What to do:
In the entries below, take the part that opens with the line containing "trace the outline of every instance of the <item>tree" and closes with the line containing "557 70 L 564", and format it as a JSON list of strings with one string per line and blank lines left out. Include both of those lines and nothing outside that part.

[Region annotation entries]
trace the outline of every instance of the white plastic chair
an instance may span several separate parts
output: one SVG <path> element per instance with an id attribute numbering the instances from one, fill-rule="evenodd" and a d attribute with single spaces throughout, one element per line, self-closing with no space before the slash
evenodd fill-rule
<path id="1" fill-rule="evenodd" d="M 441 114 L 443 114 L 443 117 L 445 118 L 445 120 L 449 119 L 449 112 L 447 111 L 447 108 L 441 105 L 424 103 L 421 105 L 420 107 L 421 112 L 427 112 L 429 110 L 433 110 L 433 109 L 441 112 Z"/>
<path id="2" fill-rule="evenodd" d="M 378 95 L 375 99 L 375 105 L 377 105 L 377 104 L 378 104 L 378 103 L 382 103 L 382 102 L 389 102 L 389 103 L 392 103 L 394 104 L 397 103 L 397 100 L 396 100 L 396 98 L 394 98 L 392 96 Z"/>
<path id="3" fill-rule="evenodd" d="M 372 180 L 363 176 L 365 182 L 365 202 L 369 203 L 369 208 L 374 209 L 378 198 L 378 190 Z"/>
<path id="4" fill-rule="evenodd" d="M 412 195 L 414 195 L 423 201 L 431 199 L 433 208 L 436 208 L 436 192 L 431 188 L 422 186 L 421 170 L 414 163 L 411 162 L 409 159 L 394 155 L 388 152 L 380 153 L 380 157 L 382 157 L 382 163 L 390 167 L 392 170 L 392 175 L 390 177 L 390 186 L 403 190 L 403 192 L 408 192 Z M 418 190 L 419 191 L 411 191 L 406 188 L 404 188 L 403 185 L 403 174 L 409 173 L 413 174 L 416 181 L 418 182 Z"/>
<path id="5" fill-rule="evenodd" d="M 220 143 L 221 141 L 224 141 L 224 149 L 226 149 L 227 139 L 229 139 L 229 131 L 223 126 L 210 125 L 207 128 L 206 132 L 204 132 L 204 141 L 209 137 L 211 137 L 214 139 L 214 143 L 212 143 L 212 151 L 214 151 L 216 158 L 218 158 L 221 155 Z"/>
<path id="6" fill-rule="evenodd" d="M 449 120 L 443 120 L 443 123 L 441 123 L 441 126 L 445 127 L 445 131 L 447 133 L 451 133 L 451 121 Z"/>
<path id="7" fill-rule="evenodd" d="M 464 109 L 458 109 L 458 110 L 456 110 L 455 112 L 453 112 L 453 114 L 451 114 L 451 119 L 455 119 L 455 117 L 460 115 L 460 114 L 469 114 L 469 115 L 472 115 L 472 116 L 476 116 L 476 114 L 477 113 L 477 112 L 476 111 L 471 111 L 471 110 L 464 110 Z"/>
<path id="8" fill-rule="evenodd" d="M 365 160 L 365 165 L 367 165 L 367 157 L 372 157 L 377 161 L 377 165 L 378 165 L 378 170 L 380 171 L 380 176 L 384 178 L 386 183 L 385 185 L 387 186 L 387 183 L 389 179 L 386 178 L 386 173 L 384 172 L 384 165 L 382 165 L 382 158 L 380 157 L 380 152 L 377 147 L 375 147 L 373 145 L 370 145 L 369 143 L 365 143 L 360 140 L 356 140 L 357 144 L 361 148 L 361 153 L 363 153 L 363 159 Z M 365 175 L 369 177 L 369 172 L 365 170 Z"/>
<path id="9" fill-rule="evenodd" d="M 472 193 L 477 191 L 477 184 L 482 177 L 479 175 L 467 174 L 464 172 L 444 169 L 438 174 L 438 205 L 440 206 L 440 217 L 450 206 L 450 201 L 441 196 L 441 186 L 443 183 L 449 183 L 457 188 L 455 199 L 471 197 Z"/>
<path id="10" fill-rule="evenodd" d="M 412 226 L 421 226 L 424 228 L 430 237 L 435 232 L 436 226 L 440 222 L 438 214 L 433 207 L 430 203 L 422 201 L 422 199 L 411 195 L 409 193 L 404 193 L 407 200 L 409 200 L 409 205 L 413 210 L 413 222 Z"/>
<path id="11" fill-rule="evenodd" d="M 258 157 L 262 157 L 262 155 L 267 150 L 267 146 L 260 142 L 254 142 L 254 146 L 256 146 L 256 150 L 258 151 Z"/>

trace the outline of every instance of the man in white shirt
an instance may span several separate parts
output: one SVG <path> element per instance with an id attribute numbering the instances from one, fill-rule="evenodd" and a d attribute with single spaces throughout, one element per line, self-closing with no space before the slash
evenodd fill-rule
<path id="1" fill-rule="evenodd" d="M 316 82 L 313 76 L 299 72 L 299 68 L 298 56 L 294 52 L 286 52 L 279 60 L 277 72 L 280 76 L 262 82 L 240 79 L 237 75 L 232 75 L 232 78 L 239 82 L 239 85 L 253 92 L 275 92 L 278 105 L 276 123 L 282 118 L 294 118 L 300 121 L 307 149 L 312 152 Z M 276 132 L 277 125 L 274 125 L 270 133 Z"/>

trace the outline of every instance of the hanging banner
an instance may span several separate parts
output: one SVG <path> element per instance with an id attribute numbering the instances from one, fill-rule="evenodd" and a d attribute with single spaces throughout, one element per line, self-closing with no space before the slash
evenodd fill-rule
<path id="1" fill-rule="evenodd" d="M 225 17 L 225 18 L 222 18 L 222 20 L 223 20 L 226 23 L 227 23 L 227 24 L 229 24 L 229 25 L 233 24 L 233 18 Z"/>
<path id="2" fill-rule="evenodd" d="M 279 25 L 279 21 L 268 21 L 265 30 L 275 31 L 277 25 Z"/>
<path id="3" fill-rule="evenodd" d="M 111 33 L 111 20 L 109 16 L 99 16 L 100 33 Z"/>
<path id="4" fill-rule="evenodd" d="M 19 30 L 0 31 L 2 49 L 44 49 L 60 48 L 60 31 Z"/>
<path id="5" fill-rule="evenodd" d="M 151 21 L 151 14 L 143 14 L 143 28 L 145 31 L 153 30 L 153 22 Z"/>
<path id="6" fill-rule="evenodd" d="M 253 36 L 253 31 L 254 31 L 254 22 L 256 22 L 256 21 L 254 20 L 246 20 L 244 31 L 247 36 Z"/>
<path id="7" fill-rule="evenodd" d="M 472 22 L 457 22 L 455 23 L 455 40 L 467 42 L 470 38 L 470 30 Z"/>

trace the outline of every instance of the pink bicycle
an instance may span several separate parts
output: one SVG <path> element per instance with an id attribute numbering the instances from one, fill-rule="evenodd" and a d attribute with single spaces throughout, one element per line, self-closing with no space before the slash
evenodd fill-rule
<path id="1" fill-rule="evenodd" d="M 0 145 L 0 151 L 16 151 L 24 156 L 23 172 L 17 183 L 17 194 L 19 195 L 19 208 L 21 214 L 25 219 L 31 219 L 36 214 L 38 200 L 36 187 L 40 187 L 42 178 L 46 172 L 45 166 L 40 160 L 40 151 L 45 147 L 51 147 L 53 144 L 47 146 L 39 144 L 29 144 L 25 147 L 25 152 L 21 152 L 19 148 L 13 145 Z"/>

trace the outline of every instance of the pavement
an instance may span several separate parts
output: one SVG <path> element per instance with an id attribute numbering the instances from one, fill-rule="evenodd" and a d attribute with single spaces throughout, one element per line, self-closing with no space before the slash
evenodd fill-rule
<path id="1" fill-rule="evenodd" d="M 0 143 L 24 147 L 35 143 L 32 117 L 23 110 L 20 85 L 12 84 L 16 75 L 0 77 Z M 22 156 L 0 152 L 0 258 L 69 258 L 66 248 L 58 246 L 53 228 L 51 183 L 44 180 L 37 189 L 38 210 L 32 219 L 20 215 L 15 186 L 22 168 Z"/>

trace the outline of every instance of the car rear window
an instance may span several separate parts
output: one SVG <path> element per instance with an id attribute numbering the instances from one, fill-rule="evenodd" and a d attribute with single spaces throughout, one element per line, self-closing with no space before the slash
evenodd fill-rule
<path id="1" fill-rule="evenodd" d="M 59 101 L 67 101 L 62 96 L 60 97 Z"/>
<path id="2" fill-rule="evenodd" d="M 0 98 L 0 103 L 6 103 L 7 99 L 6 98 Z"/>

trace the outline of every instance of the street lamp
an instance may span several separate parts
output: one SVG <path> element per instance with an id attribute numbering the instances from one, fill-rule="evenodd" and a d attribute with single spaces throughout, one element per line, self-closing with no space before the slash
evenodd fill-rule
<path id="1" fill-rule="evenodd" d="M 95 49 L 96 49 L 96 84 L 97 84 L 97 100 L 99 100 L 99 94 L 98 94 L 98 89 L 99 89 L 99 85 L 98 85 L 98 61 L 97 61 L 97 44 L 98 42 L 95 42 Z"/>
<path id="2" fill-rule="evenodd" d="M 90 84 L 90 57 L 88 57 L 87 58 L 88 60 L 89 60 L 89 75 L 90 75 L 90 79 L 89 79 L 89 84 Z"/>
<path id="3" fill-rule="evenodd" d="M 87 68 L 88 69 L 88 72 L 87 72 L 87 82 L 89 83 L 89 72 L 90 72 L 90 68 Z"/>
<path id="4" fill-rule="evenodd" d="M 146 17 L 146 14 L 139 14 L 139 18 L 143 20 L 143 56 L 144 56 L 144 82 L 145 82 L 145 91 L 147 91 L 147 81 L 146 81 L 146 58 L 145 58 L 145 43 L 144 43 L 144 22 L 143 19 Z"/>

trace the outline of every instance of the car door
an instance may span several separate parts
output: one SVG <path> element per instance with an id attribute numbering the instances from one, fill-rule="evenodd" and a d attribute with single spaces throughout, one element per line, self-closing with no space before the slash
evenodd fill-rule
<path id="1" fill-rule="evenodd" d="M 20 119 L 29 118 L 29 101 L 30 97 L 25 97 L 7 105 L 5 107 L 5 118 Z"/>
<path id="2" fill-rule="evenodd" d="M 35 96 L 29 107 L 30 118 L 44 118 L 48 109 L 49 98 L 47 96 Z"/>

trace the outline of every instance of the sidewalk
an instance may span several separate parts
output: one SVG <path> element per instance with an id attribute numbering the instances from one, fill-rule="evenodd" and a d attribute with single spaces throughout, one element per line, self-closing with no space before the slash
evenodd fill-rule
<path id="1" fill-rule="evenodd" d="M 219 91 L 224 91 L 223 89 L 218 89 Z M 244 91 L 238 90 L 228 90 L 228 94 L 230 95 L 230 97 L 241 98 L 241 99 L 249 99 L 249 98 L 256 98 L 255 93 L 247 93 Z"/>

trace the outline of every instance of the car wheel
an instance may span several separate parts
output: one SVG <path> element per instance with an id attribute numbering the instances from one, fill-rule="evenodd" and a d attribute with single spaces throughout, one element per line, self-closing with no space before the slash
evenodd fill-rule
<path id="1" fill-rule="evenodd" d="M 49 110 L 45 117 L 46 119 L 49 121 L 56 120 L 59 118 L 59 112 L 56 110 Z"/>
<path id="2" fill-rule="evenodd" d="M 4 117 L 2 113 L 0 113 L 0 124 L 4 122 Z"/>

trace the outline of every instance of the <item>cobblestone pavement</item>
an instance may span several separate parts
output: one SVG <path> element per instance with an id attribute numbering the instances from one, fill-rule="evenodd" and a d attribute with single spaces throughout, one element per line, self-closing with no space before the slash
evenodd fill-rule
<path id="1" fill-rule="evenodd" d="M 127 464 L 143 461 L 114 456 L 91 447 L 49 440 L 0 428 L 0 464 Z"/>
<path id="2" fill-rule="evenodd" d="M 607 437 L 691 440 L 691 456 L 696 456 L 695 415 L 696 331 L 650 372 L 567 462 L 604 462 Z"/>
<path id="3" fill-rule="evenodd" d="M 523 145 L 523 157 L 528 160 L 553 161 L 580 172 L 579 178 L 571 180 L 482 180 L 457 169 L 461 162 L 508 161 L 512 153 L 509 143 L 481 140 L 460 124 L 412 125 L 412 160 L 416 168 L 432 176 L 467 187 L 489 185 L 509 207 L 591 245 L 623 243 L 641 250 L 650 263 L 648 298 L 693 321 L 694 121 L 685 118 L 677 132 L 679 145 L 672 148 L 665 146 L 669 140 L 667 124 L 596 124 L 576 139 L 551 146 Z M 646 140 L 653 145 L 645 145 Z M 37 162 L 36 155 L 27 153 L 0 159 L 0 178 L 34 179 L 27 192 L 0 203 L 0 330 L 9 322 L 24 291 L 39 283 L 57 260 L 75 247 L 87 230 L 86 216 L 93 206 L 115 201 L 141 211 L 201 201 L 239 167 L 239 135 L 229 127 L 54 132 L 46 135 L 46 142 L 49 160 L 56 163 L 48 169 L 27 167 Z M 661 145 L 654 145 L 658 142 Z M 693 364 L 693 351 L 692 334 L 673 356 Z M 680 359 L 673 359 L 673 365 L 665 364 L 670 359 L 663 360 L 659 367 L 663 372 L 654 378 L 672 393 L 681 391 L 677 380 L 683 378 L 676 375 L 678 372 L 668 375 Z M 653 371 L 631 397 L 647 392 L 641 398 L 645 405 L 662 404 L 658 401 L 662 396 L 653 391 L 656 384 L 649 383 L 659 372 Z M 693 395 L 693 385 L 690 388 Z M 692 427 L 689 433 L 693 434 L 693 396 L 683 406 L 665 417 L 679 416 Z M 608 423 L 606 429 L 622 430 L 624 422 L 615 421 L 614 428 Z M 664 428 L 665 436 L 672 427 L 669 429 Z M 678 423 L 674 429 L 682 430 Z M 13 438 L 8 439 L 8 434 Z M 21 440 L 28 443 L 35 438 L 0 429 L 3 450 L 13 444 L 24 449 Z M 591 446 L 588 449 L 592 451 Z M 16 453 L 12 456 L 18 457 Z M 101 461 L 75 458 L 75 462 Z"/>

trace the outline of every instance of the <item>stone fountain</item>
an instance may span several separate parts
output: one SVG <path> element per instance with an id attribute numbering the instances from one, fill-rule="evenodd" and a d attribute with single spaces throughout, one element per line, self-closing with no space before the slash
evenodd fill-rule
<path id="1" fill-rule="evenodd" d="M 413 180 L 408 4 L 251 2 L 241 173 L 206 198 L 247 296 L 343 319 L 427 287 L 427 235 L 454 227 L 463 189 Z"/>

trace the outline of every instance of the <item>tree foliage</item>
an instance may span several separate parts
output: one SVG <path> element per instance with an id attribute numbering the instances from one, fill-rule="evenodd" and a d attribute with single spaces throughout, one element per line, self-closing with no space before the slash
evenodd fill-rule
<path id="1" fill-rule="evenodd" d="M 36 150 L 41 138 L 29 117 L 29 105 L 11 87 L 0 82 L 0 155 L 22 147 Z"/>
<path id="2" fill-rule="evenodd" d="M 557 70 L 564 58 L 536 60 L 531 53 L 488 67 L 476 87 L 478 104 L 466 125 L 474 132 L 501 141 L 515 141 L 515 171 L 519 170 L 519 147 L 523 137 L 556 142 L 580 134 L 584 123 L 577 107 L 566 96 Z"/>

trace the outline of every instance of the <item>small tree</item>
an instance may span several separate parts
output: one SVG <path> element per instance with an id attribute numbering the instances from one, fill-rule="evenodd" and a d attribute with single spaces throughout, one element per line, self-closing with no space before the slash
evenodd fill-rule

Written solution:
[
  "trace the outline of every instance of the <item>tree foliage</item>",
  "an instance may span several separate parts",
  "output: one SVG <path> element per instance with an id attribute numbering the instances from one, fill-rule=\"evenodd\" and a d attribute with single spaces throughout, one element per line, self-closing with no space before the slash",
  "evenodd fill-rule",
  "<path id=\"1\" fill-rule=\"evenodd\" d=\"M 36 150 L 41 138 L 29 117 L 29 105 L 11 87 L 0 82 L 0 155 L 22 147 Z\"/>",
  "<path id=\"2\" fill-rule=\"evenodd\" d=\"M 557 70 L 564 58 L 536 60 L 531 53 L 488 67 L 476 87 L 478 104 L 466 125 L 474 132 L 501 141 L 515 141 L 515 171 L 519 170 L 519 147 L 523 137 L 556 142 L 580 134 L 584 123 L 577 107 L 566 96 Z\"/>"
]